====== 页面

实例代码,来自于篇首介绍的lab-z的文章,我只是略微修改了些语句。第一个函数,枚举配置表中包含的所有表项,代码如下:
VOID ListConfigurationTable(VOID)
{
UINTN i;
EFI_CONFIGURATION_TABLE *configTab = NULL;
Print(L"Number of Configuration Tables: %d\n",gST->NumberOfTableEntries);
configTab = gST->ConfigurationTable;
for(i=0; i<gST->NumberOfTableEntries;i++)
{
Print(L"No%d. %g\n",i+1, &configTab->VendorGuid); //%g - a pointer to a GUID structure.
configTab++;
}
}其实就是将SystemTable中配置表所包含的所有表项取出,将它们的GUID打印出来。
下一个函数,则演示如何通过配置表,找到ACPI中的DSDT表。代码实现如下:
VOID ListAcpiTable(VOID)
{
UINTN i,j,EntryCount;
CHAR8 strBuff[20];
UINT64 *EntryPtr;
EFI_GUID AcpiTableGuid = ACPI_TABLE_GUID;
EFI_GUID Acpi2TableGuid = EFI_ACPI_TABLE_GUID;
EFI_CONFIGURATION_TABLE *configTab=NULL;
EFI_ACPI_DESCRIPTION_HEADER *XSDT,*Entry,*DSDT;
EFI_ACPI_5_0_FIXED_ACPI_DESCRIPTION_TABLE *FADT;
EFI_ACPI_5_0_ROOT_SYSTEM_DESCRIPTION_POINTER *Root;
Print(L"List ACPI Table:\n");
configTab=gST->ConfigurationTable;
for (i=0;i<gST->NumberOfTableEntries;i++)
{
//Step1. Find the table for ACPI
if ((CompareGuid(&configTab->VendorGuid,&AcpiTableGuid) == 0) ||
(CompareGuid(&configTab->VendorGuid,&Acpi2TableGuid) == 0))
{
Print(L"Found table: %g\n",&configTab->VendorGuid);
Print(L"Address: @[0x%p]\n",configTab);
Root=configTab->VendorTable;
Print(L"ROOT SYSTEM DESCRIPTION @[0x%p]\n",Root);
ZeroMem(strBuff,sizeof(strBuff));
CopyMem(strBuff,&(Root->Signature),sizeof(UINT64));
Print(L"RSDP-Signature [%a] (",strBuff);
for(j=0;j<8;j++)

============

* _题目 A_
从关于配置表的这段文字中原样摘出一段：自包含“实例代码,来自于篇首介绍的l”的那几个字起，到“for(i=0; i<gST->NumberOfTableEntries;i++)”止。
上面这段文字与后面的记录毫无关联。

====== 数据行

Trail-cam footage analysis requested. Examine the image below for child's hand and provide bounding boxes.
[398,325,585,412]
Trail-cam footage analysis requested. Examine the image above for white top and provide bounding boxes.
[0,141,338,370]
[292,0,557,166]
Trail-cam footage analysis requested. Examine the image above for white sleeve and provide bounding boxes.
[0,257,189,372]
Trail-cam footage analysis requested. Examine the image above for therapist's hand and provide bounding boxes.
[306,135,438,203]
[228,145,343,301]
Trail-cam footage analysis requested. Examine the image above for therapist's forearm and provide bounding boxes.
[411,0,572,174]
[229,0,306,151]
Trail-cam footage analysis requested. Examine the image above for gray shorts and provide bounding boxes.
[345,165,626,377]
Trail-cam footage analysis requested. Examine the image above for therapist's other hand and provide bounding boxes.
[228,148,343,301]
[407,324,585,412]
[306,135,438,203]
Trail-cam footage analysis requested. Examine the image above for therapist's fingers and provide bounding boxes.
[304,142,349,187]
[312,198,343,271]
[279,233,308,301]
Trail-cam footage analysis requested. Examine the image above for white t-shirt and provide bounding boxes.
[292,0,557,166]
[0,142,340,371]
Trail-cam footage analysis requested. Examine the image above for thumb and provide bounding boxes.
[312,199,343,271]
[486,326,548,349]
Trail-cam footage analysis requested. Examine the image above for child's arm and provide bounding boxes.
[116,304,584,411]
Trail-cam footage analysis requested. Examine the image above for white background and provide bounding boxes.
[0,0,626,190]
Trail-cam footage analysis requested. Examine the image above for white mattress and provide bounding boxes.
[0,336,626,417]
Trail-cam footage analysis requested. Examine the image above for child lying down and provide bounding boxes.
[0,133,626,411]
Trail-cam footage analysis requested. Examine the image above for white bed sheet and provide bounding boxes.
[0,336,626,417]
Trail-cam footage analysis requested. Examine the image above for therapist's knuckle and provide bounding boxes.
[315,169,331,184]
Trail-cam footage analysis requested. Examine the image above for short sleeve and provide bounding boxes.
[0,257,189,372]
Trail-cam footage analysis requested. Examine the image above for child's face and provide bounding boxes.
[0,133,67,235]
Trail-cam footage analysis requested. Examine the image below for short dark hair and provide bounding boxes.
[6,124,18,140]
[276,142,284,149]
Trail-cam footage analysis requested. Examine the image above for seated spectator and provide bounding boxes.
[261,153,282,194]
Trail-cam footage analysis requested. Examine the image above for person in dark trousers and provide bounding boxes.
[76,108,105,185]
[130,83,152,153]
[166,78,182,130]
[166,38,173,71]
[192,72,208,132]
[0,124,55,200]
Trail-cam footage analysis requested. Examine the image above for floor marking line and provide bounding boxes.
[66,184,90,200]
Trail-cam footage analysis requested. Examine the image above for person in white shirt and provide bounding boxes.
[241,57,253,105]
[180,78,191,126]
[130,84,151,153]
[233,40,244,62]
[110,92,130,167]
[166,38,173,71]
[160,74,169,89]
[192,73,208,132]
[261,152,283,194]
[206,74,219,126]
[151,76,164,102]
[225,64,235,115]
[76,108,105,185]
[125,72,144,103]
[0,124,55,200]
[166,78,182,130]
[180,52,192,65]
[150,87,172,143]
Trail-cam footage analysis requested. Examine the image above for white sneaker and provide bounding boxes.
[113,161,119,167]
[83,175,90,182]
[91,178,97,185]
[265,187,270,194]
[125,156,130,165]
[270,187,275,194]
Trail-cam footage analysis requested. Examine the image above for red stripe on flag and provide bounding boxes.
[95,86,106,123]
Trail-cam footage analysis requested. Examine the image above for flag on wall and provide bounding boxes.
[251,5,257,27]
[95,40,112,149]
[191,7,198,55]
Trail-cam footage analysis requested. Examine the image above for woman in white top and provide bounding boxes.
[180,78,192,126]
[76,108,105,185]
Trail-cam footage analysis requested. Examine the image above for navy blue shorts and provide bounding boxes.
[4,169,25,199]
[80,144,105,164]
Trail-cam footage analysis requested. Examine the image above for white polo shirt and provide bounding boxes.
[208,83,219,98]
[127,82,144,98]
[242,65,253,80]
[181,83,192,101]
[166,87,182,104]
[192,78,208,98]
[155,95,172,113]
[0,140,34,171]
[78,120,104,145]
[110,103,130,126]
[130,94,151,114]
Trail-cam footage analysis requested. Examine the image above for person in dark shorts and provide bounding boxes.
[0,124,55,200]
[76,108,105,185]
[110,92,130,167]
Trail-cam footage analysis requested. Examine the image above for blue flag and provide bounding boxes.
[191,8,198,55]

============

* _题目 B_
在记录中找到含有“blue shorts and provide bounding boxes.”的那一行，从它开始，一直到含有“[80,144,105,164]”的那一行，照原样抄写这几行，首尾两行都算在内，其他行不要。

* _练习答案 A_
实例代码,来自于篇首介绍的lab-z的文章,我只是略微修改了些语句。第一个函数,枚举配置表中包含的所有表项,代码如下:
VOID ListConfigurationTable(VOID)
{
UINTN i;
EFI_CONFIGURATION_TABLE *configTab = NULL;
Print(L"Number of Configuration Tables: %d\n",gST->NumberOfTableEntries);
configTab = gST->ConfigurationTable;
for(i=0; i<gST->NumberOfTableEntries;i++)

* _练习答案 B_
Trail-cam footage analysis requested. Examine the image above for navy blue shorts and provide bounding boxes.
[4,169,25,199]
[80,144,105,164]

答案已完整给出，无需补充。